* RECORDS PROVIDED
....
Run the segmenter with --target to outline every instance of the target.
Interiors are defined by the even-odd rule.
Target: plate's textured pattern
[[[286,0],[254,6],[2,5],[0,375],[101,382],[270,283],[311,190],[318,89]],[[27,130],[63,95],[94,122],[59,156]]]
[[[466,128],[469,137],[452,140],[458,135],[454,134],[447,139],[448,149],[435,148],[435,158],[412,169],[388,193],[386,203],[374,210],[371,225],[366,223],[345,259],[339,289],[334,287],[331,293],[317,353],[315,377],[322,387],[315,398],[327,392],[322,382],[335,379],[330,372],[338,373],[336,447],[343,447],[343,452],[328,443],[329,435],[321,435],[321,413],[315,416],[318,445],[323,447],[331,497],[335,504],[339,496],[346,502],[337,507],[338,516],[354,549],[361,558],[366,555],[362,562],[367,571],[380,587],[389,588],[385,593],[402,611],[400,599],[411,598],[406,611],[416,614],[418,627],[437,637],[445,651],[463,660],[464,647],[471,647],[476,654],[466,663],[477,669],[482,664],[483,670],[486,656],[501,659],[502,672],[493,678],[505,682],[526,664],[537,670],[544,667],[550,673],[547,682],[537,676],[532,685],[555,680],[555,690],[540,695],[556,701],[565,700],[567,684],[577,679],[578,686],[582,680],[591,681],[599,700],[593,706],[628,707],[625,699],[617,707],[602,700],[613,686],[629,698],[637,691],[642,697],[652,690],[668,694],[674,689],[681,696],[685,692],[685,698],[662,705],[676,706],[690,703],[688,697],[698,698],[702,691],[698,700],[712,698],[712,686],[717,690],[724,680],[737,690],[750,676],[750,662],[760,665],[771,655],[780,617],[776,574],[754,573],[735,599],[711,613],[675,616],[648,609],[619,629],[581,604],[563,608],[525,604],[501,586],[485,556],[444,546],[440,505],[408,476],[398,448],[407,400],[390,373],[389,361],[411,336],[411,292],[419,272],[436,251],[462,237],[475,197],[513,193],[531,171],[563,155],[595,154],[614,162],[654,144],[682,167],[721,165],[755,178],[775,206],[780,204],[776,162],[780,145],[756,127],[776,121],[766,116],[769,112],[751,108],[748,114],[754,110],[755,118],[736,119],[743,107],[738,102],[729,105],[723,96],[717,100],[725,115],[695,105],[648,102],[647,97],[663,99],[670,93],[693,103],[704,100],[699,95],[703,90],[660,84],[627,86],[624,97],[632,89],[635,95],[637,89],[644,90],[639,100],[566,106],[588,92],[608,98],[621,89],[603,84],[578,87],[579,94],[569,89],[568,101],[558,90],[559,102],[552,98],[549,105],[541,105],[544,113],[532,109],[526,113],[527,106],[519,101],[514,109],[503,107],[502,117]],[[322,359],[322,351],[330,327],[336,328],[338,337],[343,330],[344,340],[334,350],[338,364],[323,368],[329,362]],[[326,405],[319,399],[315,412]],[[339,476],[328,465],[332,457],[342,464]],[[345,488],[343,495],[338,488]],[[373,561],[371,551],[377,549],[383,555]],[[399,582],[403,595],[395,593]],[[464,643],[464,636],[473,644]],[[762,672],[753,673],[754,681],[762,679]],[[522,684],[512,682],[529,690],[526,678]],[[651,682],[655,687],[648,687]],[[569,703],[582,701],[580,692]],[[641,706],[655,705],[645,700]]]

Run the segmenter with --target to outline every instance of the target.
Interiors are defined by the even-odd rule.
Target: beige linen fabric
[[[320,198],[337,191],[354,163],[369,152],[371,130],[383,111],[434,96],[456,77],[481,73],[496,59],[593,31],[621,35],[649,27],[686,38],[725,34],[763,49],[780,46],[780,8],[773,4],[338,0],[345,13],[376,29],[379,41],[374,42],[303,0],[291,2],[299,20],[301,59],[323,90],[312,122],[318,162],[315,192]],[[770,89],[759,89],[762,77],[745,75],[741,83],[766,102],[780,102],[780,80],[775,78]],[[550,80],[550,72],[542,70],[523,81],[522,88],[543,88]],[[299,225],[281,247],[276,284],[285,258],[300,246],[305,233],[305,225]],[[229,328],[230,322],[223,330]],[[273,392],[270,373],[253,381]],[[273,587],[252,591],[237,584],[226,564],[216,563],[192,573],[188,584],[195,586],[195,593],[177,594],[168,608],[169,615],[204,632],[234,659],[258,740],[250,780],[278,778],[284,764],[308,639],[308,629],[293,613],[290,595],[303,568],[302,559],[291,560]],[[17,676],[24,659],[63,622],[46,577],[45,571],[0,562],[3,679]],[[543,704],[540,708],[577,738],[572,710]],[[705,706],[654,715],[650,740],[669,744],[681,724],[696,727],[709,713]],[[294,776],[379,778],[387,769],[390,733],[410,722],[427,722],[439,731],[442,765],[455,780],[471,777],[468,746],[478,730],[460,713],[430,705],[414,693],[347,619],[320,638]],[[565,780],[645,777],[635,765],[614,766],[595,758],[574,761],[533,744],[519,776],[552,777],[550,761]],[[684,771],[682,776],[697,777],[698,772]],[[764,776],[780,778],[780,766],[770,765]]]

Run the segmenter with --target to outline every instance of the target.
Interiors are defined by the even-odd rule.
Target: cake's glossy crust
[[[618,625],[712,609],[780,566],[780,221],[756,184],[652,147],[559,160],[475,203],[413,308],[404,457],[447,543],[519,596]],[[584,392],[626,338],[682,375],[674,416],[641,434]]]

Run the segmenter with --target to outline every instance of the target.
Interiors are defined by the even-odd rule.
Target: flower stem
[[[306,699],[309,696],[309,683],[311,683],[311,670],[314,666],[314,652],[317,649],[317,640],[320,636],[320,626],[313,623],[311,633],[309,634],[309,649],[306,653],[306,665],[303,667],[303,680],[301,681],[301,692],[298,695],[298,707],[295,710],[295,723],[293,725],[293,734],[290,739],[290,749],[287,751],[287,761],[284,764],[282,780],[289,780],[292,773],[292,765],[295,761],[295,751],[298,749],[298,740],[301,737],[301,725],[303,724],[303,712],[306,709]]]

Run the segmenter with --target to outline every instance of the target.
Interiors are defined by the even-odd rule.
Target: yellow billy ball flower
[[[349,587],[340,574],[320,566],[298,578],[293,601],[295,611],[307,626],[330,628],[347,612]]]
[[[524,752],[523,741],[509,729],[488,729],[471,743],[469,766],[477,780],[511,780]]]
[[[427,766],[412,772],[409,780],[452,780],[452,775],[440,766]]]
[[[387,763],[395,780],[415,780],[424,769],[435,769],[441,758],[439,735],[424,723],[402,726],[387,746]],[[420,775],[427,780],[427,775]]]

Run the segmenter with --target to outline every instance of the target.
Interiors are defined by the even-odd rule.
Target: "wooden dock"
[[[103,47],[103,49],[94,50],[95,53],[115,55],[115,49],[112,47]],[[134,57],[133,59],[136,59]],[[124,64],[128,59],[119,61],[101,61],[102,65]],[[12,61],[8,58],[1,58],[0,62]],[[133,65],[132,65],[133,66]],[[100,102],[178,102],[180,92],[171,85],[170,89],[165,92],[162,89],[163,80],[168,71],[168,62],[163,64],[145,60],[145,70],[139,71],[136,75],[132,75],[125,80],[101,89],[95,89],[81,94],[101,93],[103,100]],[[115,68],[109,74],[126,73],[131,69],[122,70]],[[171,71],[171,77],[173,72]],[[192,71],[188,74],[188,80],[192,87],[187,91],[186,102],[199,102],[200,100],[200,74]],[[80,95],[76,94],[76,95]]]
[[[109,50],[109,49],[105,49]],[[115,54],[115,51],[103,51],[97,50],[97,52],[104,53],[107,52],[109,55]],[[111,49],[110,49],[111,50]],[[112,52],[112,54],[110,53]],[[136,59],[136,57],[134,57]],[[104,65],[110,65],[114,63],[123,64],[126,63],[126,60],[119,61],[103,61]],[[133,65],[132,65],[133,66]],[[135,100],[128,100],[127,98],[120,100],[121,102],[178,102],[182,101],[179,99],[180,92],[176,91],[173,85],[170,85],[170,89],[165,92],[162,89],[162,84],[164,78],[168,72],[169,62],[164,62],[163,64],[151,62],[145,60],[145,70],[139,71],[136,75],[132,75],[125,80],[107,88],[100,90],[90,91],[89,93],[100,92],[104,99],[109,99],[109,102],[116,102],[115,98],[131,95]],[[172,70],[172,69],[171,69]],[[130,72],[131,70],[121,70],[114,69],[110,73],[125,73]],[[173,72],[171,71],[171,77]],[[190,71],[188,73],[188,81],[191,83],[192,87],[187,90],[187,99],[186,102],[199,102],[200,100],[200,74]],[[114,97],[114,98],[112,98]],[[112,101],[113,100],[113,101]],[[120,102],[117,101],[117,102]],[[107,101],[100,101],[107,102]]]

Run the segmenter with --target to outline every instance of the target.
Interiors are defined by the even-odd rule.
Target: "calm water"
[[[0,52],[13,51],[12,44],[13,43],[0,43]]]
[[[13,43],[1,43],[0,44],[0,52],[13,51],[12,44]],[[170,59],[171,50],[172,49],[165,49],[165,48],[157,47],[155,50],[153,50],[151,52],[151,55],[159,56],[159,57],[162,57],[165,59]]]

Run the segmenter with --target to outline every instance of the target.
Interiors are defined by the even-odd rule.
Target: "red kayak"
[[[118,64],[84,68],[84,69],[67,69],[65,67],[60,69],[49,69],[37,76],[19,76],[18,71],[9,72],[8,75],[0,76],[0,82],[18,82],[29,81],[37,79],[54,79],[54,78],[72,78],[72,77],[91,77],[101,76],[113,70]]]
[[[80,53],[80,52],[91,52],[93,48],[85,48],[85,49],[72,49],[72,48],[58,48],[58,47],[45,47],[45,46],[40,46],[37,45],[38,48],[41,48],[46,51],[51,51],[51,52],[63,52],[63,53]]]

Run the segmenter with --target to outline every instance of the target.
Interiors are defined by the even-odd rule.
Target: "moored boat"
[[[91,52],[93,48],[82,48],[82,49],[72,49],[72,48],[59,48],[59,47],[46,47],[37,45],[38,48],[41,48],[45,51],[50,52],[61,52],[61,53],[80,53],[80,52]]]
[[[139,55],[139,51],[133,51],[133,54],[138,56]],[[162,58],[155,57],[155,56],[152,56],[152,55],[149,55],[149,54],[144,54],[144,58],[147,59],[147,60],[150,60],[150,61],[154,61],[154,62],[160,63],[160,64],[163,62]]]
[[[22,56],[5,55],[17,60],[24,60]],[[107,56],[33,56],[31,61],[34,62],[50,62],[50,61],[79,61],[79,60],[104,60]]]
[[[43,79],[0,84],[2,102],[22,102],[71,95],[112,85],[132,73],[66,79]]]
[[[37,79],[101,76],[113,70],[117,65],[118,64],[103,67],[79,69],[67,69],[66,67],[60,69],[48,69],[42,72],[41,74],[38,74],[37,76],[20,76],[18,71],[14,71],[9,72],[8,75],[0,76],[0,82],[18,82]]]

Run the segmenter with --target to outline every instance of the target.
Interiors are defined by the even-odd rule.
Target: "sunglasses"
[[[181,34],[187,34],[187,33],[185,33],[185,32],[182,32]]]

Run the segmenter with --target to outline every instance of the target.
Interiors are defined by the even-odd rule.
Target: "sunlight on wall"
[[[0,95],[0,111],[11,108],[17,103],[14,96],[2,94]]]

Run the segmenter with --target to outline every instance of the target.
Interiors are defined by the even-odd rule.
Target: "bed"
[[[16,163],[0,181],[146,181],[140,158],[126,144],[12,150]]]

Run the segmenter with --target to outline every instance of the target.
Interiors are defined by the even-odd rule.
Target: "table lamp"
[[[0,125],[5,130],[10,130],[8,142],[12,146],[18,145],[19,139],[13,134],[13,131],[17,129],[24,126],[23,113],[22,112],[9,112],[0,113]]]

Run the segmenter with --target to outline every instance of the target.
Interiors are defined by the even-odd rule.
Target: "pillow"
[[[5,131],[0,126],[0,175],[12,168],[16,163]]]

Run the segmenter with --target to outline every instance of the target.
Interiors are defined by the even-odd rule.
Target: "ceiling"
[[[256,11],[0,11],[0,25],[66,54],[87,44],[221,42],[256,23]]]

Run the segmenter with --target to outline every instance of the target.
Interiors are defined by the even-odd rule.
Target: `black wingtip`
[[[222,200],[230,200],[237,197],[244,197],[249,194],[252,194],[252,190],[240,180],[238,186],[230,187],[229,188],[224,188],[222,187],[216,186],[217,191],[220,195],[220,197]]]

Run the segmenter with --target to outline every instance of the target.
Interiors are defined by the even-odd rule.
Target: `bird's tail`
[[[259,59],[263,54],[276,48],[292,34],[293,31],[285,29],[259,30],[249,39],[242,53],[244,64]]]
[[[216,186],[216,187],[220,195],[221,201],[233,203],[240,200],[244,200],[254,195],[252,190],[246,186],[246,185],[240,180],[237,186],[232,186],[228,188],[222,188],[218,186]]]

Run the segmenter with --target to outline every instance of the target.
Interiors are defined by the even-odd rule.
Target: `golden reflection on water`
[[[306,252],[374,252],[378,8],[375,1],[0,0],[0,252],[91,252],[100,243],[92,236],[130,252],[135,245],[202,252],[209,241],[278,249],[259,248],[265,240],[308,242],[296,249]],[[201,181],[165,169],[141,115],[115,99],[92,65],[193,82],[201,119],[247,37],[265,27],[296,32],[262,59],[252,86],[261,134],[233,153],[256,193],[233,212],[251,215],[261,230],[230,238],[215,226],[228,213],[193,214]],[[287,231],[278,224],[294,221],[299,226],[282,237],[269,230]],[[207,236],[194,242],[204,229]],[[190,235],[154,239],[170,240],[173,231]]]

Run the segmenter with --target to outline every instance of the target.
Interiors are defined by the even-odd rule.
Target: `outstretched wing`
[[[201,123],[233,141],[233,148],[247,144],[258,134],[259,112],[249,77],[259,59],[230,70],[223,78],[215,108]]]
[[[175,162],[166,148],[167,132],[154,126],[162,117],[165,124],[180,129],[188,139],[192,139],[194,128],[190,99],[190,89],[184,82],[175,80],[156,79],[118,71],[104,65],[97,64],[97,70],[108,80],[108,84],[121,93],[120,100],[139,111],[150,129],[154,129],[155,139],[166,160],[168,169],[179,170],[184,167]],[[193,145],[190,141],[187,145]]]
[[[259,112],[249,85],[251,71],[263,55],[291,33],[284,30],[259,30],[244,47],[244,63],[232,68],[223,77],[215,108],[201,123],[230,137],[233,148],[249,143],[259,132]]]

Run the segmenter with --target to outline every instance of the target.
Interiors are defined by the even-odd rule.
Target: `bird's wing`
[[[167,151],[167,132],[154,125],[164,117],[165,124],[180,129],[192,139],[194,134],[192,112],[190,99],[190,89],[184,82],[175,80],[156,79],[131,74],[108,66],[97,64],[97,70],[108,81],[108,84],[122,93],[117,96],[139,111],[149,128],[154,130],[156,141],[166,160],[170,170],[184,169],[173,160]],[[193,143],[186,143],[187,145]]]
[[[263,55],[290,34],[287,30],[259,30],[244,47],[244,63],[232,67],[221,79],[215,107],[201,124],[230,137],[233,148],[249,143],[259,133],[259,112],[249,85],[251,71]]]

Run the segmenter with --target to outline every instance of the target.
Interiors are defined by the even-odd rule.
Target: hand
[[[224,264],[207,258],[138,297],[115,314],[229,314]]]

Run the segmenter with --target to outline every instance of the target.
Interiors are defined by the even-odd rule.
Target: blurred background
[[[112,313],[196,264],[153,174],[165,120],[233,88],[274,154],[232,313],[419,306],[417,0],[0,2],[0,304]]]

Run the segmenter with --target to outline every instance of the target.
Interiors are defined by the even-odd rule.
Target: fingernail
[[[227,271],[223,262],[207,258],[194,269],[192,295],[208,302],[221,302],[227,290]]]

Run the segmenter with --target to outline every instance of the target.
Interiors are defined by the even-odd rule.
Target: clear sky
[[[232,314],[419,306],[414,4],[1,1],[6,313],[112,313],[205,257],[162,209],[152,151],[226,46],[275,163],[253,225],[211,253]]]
....
Find every line in the listing above that contains the string "bird", and copy each such line in full. Case counts.

* ANSWER BELOW
Target: `bird's tail`
Target: `bird's wing`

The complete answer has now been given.